> EXTRACTED TEXT:
++++++++++

Exciting Il Vologeso (Cadogan Hall, 28 April 2016)

Any doubts about whether Jommelli’s 1766 Il Vologeso needed a belated UK premiere at all were dispelled on Thursday night. Indeed, Ian Page and the Classical Opera orchestra showed such care and enthusiasm for it that this ended up being one of the most entertaining (post) Baroque events I have heard/seen in London in the past few years.

Lucio Vero: Stuart Jackson
Vologeso: Rachel Kelly
Berenice: Gemma Summerfield
Lucilla: Angela Simkin
Flavio: Jennifer France
Aniceto: Tom Verney
Conductor: Ian Page | Classical Opera

Though perhaps it needed a bit (more) of editing, Jommelli’s work was made a definitive case for by Ian Page & Co. who used an entire palette of colours and accents to bring out the many twists and turns and ever changing moods. There were lovely interplays between sections of the orchestra throughout, with the viola da gamba, oboe and horn especially “on”. I was very tired after travel delays and not overly familiar with the work and still barely flagged at all.

The libretto is a tutti frutti mixing favourite period tropes such as the benevolent ruler who must fight his base emotions (he is, as Dubya would put it, a flip-flopper), the 18th century heroine who has generally high moral standards and is steadfast in love, ready to sacrifice her happiness and/or life for her husband, the said (also steadfast) husband, a freedom fighter who is, nonetheless, equally as concerned with saving the damsel in distress (his wife/lover), the secondary character/schemer who has his eyes on the virtuous heroine and whose schemes are eventaully twarted as true love prevails in the end. The music is a lot more exciting, with several moments of palpable suspense (accompanied recits and ariosos) if still built on a typically Baroque structure of recit/aria/recit.

Stuart Jackson1 as the amourous Lucio Vero shone as an exceptionally expressive singer/actor, clearly having a ball with his role, now putting smooth moves on Berenice, now spewing anger as his “good will and generosity” is repeatedly disdained by the stubborn couple Vologeso-Berenice. It’s fair to say that he electrified all the other singers into trying to match his level of involvement.

++++++++++

[Records from a dataset]
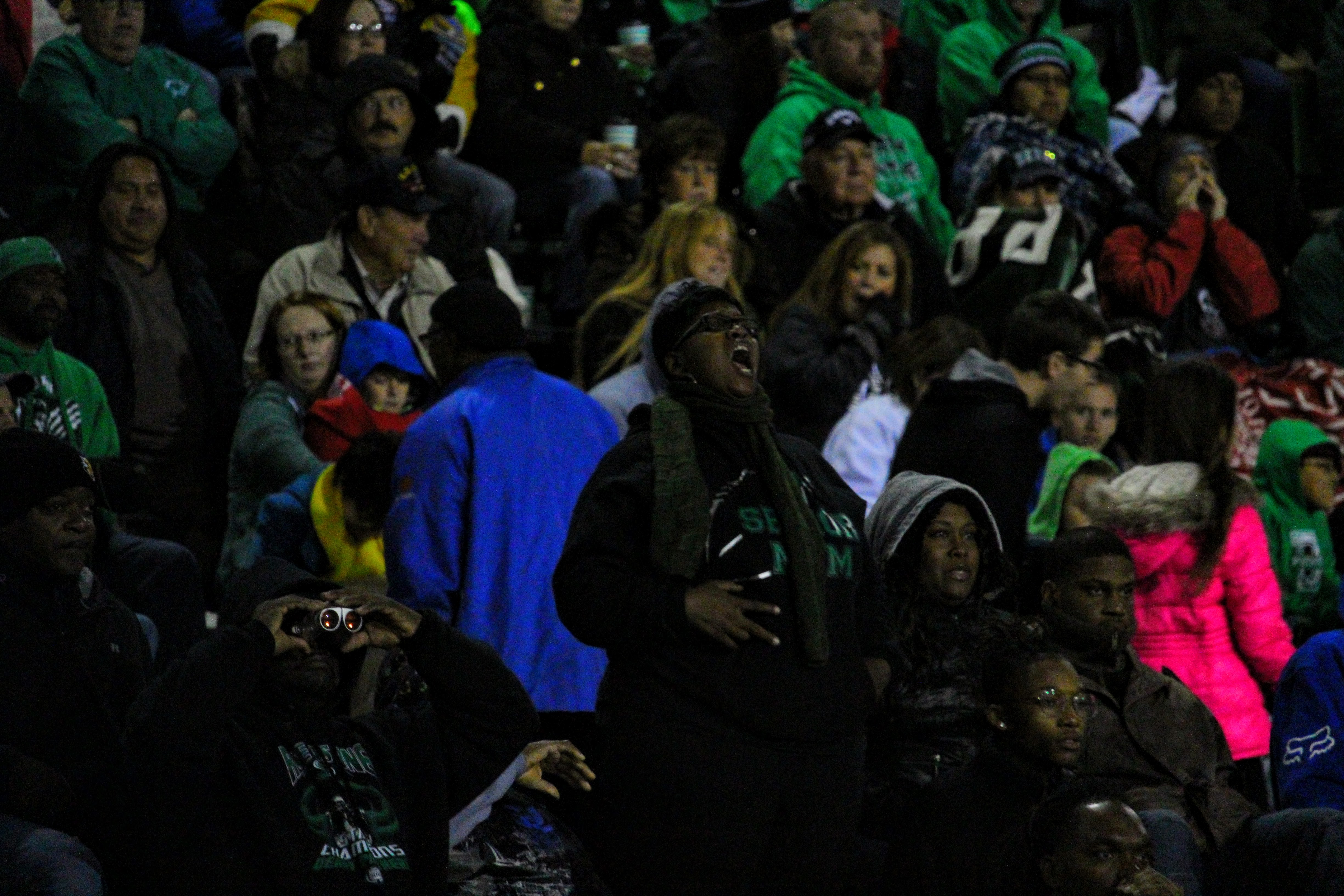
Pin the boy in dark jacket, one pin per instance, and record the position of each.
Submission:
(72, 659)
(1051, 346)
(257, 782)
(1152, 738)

++++++++++

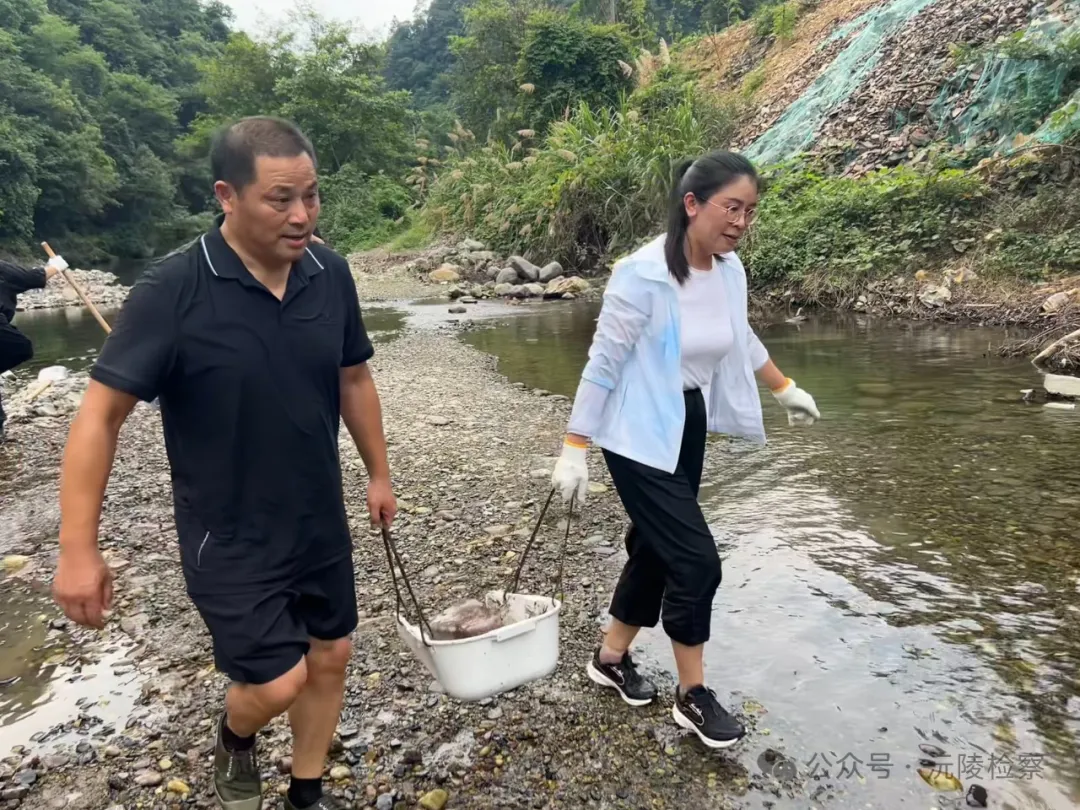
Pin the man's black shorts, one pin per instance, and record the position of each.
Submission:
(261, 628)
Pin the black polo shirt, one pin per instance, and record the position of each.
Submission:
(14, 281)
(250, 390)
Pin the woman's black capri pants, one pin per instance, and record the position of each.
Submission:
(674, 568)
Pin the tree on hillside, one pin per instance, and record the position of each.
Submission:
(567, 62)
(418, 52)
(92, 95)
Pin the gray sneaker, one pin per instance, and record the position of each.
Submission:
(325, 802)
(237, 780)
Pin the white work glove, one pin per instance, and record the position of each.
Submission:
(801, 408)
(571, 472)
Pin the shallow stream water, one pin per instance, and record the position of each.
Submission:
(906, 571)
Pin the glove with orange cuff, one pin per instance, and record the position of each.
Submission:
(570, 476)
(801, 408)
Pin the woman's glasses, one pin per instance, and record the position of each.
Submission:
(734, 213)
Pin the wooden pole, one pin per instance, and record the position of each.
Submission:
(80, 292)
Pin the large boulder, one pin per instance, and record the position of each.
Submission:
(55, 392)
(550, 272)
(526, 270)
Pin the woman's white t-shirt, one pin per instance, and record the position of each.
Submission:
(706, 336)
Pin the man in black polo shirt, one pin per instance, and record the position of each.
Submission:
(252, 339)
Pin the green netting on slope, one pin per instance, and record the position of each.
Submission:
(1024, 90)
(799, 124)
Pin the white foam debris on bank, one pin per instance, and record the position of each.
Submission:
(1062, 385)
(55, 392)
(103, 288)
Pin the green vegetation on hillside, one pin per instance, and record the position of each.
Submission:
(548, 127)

++++++++++

> REQUIREMENT: Please reproduce the Il Vologeso review word for word, from "Exciting Il Vologeso" to "past few years.". The lines above aren't needed for anything here.

> IN RESPONSE:
Exciting Il Vologeso (Cadogan Hall, 28 April 2016)

Any doubts about whether Jommelli’s 1766 Il Vologeso needed a belated UK premiere at all were dispelled on Thursday night. Indeed, Ian Page and the Classical Opera orchestra showed such care and enthusiasm for it that this ended up being one of the most entertaining (post) Baroque events I have heard/seen in London in the past few years.